• _Prompt_
Summarize the article about the anti-apartheid walk below in two sentences.

By Mike Pentelow

Man addressing people on guided walk.
Ronnie Kasrils outside 89 Charlottte Street.

Ronnie Kasrils returned to Fitzrovia today to lead a guided walk of buildings associated with the anti-apartheid struggle.

Kasrils (ex-leader of ANC military wing, and later deputy defence minister of the post-apartheid South African government) described the various pubs, offices and homes that during the 1960s and 1970s were used to smuggle political material into South Africa as described in the recently published book, London Recruits, The Secret War against Apartheid.

The smuggling of anti-apartheid taped broadcasts and leaflets into South Africa bolstered the liberation movement when it was at its lowest ebb in the 1960s.

And it was all planned at great personal risk in the Goodge Street area, as is revealed in this book.

After Nelson Mandela and numerous other activists were jailed for life in 1964 and the underground network destroyed it “spelt the nadir of the liberation struggle”, writes Ronnie Kasrils in the book’s introduction.

• _Data shown_
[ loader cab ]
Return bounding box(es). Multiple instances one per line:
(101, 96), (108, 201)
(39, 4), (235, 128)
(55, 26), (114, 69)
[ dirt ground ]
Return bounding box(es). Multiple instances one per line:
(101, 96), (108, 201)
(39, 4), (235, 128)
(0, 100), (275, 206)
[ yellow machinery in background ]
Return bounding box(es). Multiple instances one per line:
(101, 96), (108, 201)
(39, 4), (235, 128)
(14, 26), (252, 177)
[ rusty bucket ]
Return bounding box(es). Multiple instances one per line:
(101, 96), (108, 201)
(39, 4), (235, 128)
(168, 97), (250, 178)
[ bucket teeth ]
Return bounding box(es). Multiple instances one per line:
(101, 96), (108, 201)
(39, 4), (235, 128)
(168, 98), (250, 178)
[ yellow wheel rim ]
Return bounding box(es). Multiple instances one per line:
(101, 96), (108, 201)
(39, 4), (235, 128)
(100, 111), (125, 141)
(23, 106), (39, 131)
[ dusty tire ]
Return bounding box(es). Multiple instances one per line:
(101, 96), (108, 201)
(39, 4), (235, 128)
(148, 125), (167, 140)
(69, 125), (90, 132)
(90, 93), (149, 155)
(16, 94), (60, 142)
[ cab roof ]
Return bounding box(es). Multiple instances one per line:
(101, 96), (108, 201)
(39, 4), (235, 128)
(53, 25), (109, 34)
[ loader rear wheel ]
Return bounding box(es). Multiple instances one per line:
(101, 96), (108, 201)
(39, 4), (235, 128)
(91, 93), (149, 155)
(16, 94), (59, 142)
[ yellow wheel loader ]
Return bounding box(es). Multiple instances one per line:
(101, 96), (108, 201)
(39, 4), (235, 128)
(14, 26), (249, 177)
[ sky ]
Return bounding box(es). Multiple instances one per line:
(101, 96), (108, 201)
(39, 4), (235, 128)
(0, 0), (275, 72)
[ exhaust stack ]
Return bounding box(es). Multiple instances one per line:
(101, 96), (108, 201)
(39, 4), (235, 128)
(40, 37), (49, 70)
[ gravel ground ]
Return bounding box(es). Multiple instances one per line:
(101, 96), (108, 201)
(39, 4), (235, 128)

• _Answer to this task_
Ronnie Kasrils, former leader of the ANC military wing and later deputy defence minister, returned to Fitzrovia to lead a guided walk past pubs, offices and homes used in the 1960s and 1970s to smuggle anti-apartheid material into South Africa, as described in the book London Recruits, The Secret War against Apartheid. That smuggling of taped broadcasts and leaflets, planned at great personal risk in the Goodge Street area, bolstered the liberation movement at its lowest ebb after Nelson Mandela and other activists were jailed for life in 1964.